>>>>

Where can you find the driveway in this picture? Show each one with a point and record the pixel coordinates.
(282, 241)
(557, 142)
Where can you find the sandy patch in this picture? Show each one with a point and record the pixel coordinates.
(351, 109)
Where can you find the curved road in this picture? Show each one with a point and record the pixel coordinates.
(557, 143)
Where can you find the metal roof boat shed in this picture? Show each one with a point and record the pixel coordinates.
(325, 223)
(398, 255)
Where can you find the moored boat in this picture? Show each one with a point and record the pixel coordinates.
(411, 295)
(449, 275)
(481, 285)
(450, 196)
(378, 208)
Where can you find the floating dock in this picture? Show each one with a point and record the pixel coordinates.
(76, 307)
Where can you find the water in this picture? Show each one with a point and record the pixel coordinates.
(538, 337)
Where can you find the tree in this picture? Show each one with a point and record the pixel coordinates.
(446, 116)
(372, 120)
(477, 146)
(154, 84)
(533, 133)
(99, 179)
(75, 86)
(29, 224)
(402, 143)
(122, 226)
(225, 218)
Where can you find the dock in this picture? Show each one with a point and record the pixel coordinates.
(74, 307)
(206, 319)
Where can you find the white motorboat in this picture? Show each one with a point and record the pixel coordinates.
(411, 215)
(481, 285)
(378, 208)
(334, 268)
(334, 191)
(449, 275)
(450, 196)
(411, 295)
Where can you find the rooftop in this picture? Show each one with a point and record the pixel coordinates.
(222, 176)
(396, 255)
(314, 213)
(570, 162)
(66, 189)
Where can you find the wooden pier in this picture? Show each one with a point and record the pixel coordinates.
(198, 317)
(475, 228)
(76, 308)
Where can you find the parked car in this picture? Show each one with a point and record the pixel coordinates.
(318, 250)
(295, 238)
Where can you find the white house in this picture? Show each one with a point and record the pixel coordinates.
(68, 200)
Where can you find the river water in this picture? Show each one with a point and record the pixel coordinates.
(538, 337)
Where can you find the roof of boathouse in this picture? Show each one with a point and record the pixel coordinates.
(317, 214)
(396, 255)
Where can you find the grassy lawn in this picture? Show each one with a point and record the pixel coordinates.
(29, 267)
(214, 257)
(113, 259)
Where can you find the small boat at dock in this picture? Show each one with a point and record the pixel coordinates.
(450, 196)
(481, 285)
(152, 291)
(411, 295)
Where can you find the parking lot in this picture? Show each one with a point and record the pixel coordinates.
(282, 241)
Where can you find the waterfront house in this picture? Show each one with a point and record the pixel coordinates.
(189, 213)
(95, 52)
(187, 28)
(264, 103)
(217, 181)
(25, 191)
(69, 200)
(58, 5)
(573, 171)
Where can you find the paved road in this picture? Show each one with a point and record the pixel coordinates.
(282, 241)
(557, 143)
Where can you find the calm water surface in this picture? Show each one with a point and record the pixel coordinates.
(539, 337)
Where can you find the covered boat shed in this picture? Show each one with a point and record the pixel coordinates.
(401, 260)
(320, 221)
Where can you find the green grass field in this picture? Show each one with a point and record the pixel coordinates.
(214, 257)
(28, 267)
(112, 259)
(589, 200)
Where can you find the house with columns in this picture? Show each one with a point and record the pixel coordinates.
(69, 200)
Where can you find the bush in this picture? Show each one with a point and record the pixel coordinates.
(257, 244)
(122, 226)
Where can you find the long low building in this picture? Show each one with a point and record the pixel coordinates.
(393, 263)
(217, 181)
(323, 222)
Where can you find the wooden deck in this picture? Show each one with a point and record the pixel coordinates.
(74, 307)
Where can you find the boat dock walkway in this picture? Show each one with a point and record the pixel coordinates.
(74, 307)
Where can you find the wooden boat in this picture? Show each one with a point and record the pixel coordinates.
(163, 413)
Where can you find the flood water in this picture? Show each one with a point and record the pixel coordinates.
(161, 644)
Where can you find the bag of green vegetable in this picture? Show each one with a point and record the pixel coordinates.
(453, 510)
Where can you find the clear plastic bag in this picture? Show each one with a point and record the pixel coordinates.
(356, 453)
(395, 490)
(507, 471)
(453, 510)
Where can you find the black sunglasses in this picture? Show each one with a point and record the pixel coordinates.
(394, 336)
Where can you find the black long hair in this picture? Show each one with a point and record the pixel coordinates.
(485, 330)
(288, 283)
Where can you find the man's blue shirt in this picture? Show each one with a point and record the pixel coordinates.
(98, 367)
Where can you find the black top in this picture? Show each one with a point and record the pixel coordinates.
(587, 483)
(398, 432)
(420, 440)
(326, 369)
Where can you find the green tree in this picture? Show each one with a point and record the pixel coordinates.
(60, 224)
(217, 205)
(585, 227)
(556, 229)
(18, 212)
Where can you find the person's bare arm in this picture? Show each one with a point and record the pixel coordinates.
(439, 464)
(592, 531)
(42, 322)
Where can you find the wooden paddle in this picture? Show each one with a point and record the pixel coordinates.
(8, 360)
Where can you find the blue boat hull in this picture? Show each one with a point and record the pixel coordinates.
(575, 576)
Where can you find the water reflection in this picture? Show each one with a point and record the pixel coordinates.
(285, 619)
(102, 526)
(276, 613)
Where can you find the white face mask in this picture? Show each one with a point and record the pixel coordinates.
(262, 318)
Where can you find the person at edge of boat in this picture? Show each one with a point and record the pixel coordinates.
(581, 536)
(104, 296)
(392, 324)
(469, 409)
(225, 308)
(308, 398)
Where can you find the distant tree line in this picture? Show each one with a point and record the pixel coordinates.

<<<<

How to complete this task
The complete set of entries above must be reproduced verbatim.

Solution for this exercise
Where can you find the driveway in this picture? Show each one with a point and record the pixel coordinates.
(282, 241)
(557, 142)
Where can you find the sandy patch in this picture? Show each one with a point and record the pixel coordinates.
(351, 109)
Where can you find the curved road in this picture? Show each one with a point and record the pixel coordinates.
(557, 143)
Where can you find the metal roof boat shed in this picture? Show each one with a point and record the pixel coordinates.
(325, 223)
(398, 255)
Where can you find the moored boat in this picture? Show each one with a point and record the pixel coordinates.
(411, 295)
(449, 275)
(481, 285)
(450, 196)
(378, 208)
Where can you find the floating dock in this picture? Show each one with a point and record the pixel coordinates.
(76, 307)
Where can you find the water in this picture? Show each one with a point and record the pixel coordinates.
(538, 337)
Where can you find the tree in this picture? Show each one with a point and record the pixel coordinates.
(446, 116)
(372, 120)
(477, 146)
(154, 84)
(533, 133)
(99, 179)
(75, 86)
(29, 224)
(402, 143)
(122, 226)
(225, 218)
Where can you find the dock in this picture? Show each one with a point and record the pixel coordinates.
(74, 307)
(206, 319)
Where can you find the white motorboat in this picture? Show each one with a point and record the pixel coordinates.
(411, 215)
(481, 285)
(378, 208)
(334, 268)
(334, 191)
(449, 275)
(450, 196)
(411, 295)
Where can you find the rooftop in this picture? Show each one with a point and record the pixel coordinates.
(222, 176)
(396, 255)
(314, 213)
(570, 162)
(66, 189)
Where can you find the wooden pier in this picture? Show each one with a point and record the pixel coordinates.
(198, 317)
(475, 228)
(76, 308)
Where can you find the parked car in this picture? Show each one with a point and record the pixel coordinates.
(318, 250)
(295, 238)
Where can you find the white house in this picture? Show each one with a point and record the pixel coordinates.
(68, 200)
Where can you find the river water in this picture? Show each one with a point and record the pixel coordinates.
(538, 337)
Where can you find the roof of boathouse in this picture? Show each one with a point and record the pixel coordinates.
(317, 214)
(396, 255)
Where can you find the grassy lawn in this picture? Show each one with a point and record the pixel coordinates.
(29, 267)
(214, 257)
(113, 259)
Where can you find the small boat at dock in this picture? Show each one with a point and record the pixel coordinates.
(450, 196)
(481, 285)
(152, 291)
(411, 295)
Where can you find the parking lot in this picture? Show each one with a point and record the pixel coordinates.
(282, 241)
Where can you find the waterfront house in this picture? Show each one with a point and record the pixel coordinates.
(189, 213)
(95, 52)
(187, 28)
(264, 103)
(217, 181)
(25, 191)
(69, 200)
(58, 5)
(573, 171)
Where can you find the paved road in this picture? Show each one with a point and record the pixel coordinates.
(282, 241)
(557, 143)
Where can you find the calm water surface in this picture? Show each one with a point and record the pixel coordinates.
(539, 337)
Where can you find the covered boat shed in this picture? Show each one with a point and record the pixel coordinates.
(401, 260)
(320, 221)
Where can you find the green grass field in this picture? Show each one with a point and record the pixel coordinates.
(214, 257)
(28, 267)
(112, 259)
(589, 200)
Where can you find the house with columns in this picture? Show each one with a point and record the pixel coordinates.
(69, 200)
Where can you find the bush in this picture? Show each one with a point and record the pixel coordinates.
(257, 244)
(122, 226)
Where can you find the long low building in this picture? Show each one with a point and record the pixel coordinates.
(393, 263)
(217, 181)
(323, 222)
Where can you find the wooden deck in this picture? Show each one with a point and record the pixel coordinates.
(74, 307)
Where can you find the boat dock walkway in this picture? Show each one with a point and record the pixel coordinates.
(74, 307)
Where can you find the wooden boat in this picture? Show each one with a point and record the pixel coordinates.
(163, 413)
Where can you find the flood water in this picture? Show each one with a point and record the pixel coordinates.
(161, 644)
Where can you find the bag of green vegetable in this picture? Show each one with a point and record the pixel coordinates.
(453, 510)
Where can you find the clear plastic bag in this picture? Show each one with a point and record the pixel coordinates.
(356, 453)
(395, 490)
(507, 471)
(453, 510)
Where can you find the black sunglasses in this picture? Show each one with a point and record the pixel coordinates.
(394, 336)
Where can you find the black long hair in this picture? Show each one with a point and record the pixel coordinates.
(485, 330)
(288, 283)
Where can you find the man's blue shirt in this picture? Show each one with a point and record the pixel coordinates.
(98, 367)
Where can you find the black top in this picture? Show each one with a point and record the pixel coordinates.
(587, 483)
(398, 432)
(420, 440)
(326, 369)
Where can you find the green tree in this picture? Show each one with a point and record the pixel coordinates.
(60, 224)
(217, 205)
(585, 227)
(556, 229)
(18, 212)
Where can you find the person's bare arm in this picture? Show each one with a point and record the pixel coordinates.
(439, 464)
(592, 531)
(42, 322)
Where can you find the wooden paddle in this picture? Show each one with a point and record the pixel coordinates.
(8, 360)
Where can you find the blue boat hull in this picture? Show each one with a point and record the pixel coordinates.
(575, 576)
Where can you find the water reflection in this picture? Show each one with a point and record the pixel coordinates.
(285, 619)
(102, 526)
(276, 613)
Where can you find the white face mask in this picture? Show each one with a point and record the pixel coordinates.
(262, 318)
Where can you find the person at edge of boat in this picture? Show each one with a point and record the pixel coordinates.
(581, 536)
(104, 296)
(392, 324)
(469, 409)
(225, 308)
(308, 398)
Where can you find the distant tree line in this picture? Show each one with a point and record the pixel coordinates.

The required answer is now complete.